Natural language region descriptions
--- START ---

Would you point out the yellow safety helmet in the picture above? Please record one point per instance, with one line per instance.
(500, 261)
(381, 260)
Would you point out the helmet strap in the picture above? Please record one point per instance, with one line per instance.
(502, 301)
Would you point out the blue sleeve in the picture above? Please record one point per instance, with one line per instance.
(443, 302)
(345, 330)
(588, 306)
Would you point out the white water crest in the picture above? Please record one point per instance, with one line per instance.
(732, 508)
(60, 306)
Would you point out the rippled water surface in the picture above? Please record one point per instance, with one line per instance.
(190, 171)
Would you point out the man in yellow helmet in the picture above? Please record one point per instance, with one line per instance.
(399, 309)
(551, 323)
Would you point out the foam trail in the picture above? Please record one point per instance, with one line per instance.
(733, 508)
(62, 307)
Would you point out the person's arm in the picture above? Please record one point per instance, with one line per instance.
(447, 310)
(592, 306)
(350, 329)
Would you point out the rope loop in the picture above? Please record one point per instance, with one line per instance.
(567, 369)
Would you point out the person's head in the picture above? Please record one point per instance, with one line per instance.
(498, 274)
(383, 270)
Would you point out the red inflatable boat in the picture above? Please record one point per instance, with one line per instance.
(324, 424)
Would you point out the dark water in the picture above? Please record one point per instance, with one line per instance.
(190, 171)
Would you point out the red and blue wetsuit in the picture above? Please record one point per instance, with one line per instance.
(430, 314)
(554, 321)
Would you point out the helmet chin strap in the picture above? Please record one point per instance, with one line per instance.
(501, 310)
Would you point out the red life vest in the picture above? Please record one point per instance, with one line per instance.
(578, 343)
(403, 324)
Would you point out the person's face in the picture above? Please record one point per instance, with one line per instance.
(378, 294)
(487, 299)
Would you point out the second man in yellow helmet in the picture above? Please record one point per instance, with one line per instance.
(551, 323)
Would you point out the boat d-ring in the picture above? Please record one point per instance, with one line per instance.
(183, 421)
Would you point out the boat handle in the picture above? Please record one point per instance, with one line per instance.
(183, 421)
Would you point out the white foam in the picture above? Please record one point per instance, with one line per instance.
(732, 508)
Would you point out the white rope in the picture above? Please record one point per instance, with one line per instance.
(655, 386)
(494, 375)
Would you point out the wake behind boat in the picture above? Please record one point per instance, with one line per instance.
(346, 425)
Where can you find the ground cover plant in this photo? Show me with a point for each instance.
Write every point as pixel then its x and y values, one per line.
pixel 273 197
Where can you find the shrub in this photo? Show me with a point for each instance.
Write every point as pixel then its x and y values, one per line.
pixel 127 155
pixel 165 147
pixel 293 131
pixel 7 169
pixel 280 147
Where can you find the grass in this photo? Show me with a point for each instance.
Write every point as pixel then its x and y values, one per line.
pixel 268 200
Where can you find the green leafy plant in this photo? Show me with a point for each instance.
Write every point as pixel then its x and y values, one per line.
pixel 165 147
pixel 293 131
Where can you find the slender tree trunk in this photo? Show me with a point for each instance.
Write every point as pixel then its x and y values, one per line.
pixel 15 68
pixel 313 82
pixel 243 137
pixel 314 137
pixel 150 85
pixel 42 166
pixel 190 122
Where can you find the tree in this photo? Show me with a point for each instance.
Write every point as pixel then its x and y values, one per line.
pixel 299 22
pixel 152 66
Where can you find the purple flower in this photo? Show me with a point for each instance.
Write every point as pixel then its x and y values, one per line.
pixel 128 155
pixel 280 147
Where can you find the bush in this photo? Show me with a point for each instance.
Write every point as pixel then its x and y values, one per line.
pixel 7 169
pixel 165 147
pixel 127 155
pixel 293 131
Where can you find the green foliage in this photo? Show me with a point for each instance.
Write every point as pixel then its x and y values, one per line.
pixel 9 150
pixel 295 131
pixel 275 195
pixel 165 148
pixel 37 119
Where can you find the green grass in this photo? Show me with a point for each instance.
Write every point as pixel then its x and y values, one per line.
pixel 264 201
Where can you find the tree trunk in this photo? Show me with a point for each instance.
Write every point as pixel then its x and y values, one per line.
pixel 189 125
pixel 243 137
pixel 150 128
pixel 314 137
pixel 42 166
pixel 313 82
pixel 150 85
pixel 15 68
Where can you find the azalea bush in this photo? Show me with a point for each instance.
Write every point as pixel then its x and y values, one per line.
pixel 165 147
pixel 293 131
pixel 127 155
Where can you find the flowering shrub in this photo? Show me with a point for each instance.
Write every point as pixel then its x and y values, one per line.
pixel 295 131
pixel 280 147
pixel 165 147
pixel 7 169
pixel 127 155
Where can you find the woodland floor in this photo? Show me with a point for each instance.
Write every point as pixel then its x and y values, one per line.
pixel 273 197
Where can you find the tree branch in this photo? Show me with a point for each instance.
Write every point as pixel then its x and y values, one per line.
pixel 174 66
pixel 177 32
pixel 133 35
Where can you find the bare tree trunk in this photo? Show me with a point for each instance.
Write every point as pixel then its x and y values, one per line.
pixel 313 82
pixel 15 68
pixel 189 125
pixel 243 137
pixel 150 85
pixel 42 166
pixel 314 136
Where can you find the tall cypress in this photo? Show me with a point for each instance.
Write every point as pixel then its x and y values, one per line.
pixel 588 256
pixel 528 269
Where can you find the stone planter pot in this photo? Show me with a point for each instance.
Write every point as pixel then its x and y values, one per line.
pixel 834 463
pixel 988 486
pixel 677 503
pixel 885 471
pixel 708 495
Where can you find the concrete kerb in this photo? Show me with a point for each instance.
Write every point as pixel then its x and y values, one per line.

--- END ---

* Exercise description: Write the records above out again, exactly as they are.

* Written reply:
Would you point out the yellow safety helmet in the picture above? Please record one point per instance, with one line per instance.
(500, 261)
(381, 260)
Would you point out the helmet strap in the picture above? Please record one point per instance, with one line per instance.
(502, 301)
Would you point out the blue sleeve in the picture above? Please record one point per instance, with one line per instance.
(443, 302)
(345, 330)
(588, 306)
Would you point out the white water crest in the picture above? Please record one point per instance, with one line per instance.
(732, 508)
(60, 306)
Would you point out the rippled water surface in the picture above? Please record one point per instance, with one line per instance.
(190, 171)
Would you point out the man in yellow helmet in the picture above? Please record one point per instance, with one line per instance.
(399, 309)
(551, 323)
Would you point out the foam trail in the picture above? Please record one point per instance, with one line per instance.
(733, 508)
(62, 307)
Would you point out the person's arm in the picture above? Please record one point per instance, with one line per instance.
(447, 310)
(592, 306)
(350, 329)
Would you point out the rope loop in the picture above? Please record one point per instance, with one line per instance.
(567, 369)
Would you point out the person's head in the picture above? Please record one point per instance, with one line per instance.
(498, 274)
(383, 270)
Would you point out the red inflatable boat in the picture above? Please record one point per instance, with one line per instance.
(324, 424)
Would you point out the dark water in the picture above? Please record one point per instance, with one line per instance.
(190, 171)
Would you point out the red and blue wetsuit in the picture above? Please record one point per instance, with one line per instance.
(430, 314)
(554, 321)
Would you point out the helmet chin strap in the picture above? Please record one point per instance, with one line per instance.
(501, 310)
Would you point out the red life vest in the picture above? Please record one point per instance, with one line per instance.
(578, 343)
(403, 324)
Would you point out the person's face in the picture above? Please record one point per instance, with one line per instance.
(378, 294)
(487, 299)
Would you point out the second man in yellow helmet in the picture above? Please record one point per instance, with one line per instance.
(551, 323)
Would you point out the boat d-ring in the picture above? Please record one point per instance, with one line per instance.
(183, 421)
Would you point out the boat handle in the picture above? Please record one point per instance, with one line per instance.
(183, 421)
Would you point out the white foam in the picture above? Please record one point per instance, with one line per instance.
(732, 508)
Would you point out the white rope in the picture above? Please record one point per instance, with one line per instance.
(655, 386)
(494, 375)
Would you point out the wake behind boat in the picture above? Please record one point per instance, with one line per instance.
(346, 425)
Where can you find the ground cover plant in this photo? Show me with a point for each instance.
Write every point as pixel then its x and y values, one per line.
pixel 273 197
Where can you find the shrub in this photo? Show me with a point for each instance.
Write every point as pixel then its x and y values, one per line.
pixel 127 155
pixel 165 147
pixel 293 131
pixel 7 169
pixel 280 147
Where can you find the grass in this photo? Show me with a point for each instance.
Write every point as pixel then its x and y values, one per line.
pixel 268 200
Where can you find the green leafy plant in this photo? Show me with a point for each instance.
Write every point as pixel then its x and y values, one per line.
pixel 165 147
pixel 293 131
Where can you find the slender tree trunk in this photo? Show me with a point for each instance.
Write every point as pixel then its x and y values, one per line.
pixel 15 68
pixel 313 82
pixel 243 137
pixel 314 137
pixel 150 85
pixel 42 166
pixel 190 122
Where can you find the tree in this photo? Show me with a point for each instance.
Write every point as pixel then its x and y values, one per line.
pixel 299 22
pixel 152 66
Where can you find the purple flower in this photo? Show me with a point for each instance.
Write every point as pixel then its x and y values, one per line.
pixel 128 155
pixel 280 147
Where can you find the bush in this photo? Show me with a point for each instance.
Write every point as pixel then its x and y values, one per line.
pixel 7 169
pixel 165 147
pixel 127 155
pixel 293 131
Where can you find the green foliage in this photo? Show me with a point for each instance.
Write every point as pixel then its x and y values, one per line.
pixel 9 150
pixel 295 131
pixel 275 195
pixel 165 148
pixel 37 119
Where can you find the green grass in this photo? Show me with a point for each instance.
Write every point as pixel then its x and y values, one per line.
pixel 264 201
Where can you find the tree trunk in this photo? Show me with a point for each instance.
Write every point as pixel then its x and y values, one per line.
pixel 189 125
pixel 243 137
pixel 150 128
pixel 314 137
pixel 42 166
pixel 313 82
pixel 150 85
pixel 15 68
Where can you find the azalea bush in this photo? Show me with a point for each instance.
Write every point as pixel then its x and y values, one per line.
pixel 165 147
pixel 293 131
pixel 127 155
Where can you find the flowering shrub in this photo? Show me with a point for each instance.
Write every point as pixel then its x and y values, one per line.
pixel 295 131
pixel 280 147
pixel 165 147
pixel 7 169
pixel 127 155
Where can you find the woodland floor in this photo? Show me with a point for each instance.
Write every point as pixel then its x and y values, one per line.
pixel 273 197
Where can you find the tree branch in this photo? Show me with a point for each instance.
Write every point as pixel then its x and y values, one per line.
pixel 174 66
pixel 177 32
pixel 133 35
Where can you find the bare tree trunk in this photo? Show me with a point for each instance.
Write every point as pixel then its x and y values, one per line.
pixel 313 82
pixel 15 68
pixel 189 125
pixel 243 137
pixel 150 85
pixel 42 166
pixel 314 136
Where can you find the tall cypress in this photo? Show me with a point for each instance.
Write every point as pixel then its x and y values, one per line.
pixel 588 256
pixel 528 269
Where can you find the stone planter pot in this photo? Show me with a point for each instance.
Write every point as pixel then its x and y values, one per line.
pixel 834 463
pixel 988 486
pixel 677 503
pixel 885 471
pixel 708 495
Where can you find the concrete kerb in this photo? Show me with a point for each instance.
Write every point as pixel then its x and y values, one per line.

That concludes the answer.